→ What the task requires: In the passage on Scott's umpiring career, what is the Spanish translation of the sentence "He umpired his first League game in 1961 and his first Grand Final in 1963."?

→ Page:
★ ★ ★

Retiring from West Perth after the 1955 season, Scott played and coached in the Riverina Football League for three years, and after returning to Western Australia to play two more games with the Cardinals, took up umpiring.

==Umpiring career==
Scott made a rapid (by the standards then applying) rise through the ranks of umpiring. He umpired his first League game in 1961 and his first Grand Final in 1963. His first interstate match was the 1964 South Australia versus Victoria game in Adelaide.

His status as a leading umpire was reinforced with WANFL Grand Final appointments in 1967 and 1968.

In June 1968, Scott umpired the Victoria versus South Australia clash at the Melbourne Cricket Ground. His performance impressed the Victorian officials as they made a special request of the Australian National Football Council for Scott to control the Western Australia versus Victoria match that was played in Subiaco in July. This was indeed remarkable as interstate matches were in those days always controlled by an umpire from a "neutral" State.

★ ★ ★

→ Coordinate annotation entries:
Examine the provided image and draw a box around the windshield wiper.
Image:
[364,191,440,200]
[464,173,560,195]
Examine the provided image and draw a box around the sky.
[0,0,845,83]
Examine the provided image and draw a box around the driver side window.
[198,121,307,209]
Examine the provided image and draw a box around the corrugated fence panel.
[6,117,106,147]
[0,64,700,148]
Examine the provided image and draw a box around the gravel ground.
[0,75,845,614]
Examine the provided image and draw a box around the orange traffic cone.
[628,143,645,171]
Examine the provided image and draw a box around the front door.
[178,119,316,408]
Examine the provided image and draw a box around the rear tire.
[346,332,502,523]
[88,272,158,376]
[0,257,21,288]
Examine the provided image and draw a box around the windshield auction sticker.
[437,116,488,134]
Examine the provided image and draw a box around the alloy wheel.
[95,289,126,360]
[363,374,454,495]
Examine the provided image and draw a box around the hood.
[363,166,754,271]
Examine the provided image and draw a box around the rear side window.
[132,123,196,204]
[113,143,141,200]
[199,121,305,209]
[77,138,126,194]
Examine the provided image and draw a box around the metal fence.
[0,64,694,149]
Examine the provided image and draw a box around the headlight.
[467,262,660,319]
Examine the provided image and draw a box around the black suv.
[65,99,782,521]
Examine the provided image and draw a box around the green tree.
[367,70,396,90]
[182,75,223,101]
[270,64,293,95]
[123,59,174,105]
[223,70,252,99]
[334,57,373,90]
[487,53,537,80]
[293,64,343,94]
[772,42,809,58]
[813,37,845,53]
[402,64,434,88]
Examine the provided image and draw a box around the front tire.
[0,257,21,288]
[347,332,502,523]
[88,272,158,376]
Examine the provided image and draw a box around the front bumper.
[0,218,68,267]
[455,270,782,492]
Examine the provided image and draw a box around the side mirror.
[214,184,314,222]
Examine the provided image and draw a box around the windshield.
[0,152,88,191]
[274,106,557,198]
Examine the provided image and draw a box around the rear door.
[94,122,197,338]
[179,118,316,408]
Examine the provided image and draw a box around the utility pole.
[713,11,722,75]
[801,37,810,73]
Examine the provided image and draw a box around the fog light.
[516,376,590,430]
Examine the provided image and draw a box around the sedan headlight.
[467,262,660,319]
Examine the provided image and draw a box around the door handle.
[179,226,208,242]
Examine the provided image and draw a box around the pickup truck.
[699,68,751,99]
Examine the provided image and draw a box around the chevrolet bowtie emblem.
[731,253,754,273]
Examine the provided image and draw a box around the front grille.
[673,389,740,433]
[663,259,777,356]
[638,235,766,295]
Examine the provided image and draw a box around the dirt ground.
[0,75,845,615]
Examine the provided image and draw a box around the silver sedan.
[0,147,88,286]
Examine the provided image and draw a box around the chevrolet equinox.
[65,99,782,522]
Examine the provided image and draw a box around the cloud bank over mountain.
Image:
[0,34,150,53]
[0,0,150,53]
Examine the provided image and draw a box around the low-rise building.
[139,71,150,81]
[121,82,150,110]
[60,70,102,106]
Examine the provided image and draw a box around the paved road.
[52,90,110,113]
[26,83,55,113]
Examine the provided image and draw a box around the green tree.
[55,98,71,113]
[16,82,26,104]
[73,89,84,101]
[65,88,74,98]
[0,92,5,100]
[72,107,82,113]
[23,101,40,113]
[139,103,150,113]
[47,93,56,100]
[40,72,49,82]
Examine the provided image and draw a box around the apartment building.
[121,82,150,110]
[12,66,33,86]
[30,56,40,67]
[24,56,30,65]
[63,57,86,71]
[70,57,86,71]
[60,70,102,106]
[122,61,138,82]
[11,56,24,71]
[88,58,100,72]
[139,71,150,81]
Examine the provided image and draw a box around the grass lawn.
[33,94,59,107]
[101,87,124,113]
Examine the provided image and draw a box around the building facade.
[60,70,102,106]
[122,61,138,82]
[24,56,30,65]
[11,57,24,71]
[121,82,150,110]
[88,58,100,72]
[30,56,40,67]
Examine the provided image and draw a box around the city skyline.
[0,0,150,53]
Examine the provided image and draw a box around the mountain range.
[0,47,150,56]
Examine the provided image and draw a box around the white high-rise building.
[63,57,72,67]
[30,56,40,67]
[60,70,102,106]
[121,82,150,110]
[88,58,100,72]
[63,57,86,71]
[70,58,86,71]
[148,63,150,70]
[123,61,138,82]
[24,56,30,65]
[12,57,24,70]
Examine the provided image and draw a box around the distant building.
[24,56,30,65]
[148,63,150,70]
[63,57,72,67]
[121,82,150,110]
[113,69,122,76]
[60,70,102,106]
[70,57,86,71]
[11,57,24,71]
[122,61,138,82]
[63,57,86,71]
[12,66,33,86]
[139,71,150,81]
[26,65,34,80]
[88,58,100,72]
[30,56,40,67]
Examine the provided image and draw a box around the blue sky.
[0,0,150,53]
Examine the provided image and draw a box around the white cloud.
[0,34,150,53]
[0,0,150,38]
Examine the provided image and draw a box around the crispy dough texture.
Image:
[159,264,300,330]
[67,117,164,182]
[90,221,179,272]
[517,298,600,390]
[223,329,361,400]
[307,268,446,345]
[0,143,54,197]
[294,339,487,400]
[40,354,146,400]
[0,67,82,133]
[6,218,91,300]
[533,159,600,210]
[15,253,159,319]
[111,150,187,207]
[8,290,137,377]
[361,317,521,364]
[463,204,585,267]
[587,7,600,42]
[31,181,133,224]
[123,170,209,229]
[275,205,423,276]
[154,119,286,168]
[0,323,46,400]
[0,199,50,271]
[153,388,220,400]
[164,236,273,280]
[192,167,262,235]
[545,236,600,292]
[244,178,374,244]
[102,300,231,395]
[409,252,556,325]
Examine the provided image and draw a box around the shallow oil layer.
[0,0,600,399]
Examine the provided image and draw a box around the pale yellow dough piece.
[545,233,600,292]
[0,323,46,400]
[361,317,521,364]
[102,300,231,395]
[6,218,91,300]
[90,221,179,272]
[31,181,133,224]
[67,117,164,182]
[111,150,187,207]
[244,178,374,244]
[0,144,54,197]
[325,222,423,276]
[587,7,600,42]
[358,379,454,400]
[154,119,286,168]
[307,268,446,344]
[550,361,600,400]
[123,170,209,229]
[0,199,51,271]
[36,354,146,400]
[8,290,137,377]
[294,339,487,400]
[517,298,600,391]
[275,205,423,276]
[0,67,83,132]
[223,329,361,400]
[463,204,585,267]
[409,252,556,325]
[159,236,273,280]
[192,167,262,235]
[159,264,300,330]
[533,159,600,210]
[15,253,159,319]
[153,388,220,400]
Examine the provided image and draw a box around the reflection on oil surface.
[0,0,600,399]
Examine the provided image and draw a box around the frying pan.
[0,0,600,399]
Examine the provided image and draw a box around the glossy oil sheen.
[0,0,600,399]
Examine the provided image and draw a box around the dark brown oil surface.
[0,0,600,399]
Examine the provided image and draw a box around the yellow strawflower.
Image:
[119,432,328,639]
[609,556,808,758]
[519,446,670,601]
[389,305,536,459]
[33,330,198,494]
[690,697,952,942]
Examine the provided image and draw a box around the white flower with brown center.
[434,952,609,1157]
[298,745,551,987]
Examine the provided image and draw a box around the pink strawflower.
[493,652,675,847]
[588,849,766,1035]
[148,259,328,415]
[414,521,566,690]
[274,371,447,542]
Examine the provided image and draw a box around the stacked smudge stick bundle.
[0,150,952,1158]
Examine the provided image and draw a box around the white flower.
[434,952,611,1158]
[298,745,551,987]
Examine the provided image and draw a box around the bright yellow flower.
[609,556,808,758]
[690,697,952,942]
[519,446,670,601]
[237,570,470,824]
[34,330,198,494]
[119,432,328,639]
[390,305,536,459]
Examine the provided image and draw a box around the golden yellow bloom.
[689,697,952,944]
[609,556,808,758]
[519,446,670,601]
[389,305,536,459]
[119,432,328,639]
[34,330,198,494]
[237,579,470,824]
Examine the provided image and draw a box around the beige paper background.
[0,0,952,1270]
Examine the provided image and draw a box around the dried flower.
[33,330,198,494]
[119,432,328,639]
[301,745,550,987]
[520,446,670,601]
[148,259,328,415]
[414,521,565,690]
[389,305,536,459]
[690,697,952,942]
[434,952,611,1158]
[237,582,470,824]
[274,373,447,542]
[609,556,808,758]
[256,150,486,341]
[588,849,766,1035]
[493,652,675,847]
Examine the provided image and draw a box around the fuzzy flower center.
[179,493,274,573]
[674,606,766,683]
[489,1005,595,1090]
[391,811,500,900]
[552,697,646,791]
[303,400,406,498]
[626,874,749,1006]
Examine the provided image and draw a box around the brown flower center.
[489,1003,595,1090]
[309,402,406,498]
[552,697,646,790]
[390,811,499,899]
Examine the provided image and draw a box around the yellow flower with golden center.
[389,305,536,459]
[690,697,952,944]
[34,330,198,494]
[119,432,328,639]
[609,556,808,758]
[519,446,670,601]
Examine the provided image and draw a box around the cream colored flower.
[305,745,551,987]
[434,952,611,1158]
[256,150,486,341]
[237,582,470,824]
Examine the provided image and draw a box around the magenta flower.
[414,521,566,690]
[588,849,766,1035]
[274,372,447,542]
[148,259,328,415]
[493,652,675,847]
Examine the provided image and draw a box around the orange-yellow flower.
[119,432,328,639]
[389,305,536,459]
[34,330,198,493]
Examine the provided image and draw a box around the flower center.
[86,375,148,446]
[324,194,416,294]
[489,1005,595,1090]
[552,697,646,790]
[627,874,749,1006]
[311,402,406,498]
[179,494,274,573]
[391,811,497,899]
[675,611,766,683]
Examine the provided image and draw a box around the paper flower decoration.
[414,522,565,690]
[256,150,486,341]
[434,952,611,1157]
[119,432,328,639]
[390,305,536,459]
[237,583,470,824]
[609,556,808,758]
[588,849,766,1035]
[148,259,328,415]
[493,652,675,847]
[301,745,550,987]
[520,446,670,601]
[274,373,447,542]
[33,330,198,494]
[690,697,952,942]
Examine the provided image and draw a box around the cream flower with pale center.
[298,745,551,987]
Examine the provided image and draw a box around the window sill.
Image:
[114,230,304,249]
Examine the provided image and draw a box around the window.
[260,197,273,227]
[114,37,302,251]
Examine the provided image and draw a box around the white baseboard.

★ ★ ★

→ Correct response: Arbitró su primer partido de la Liga en 1961 y su primera Gran Final en 1963.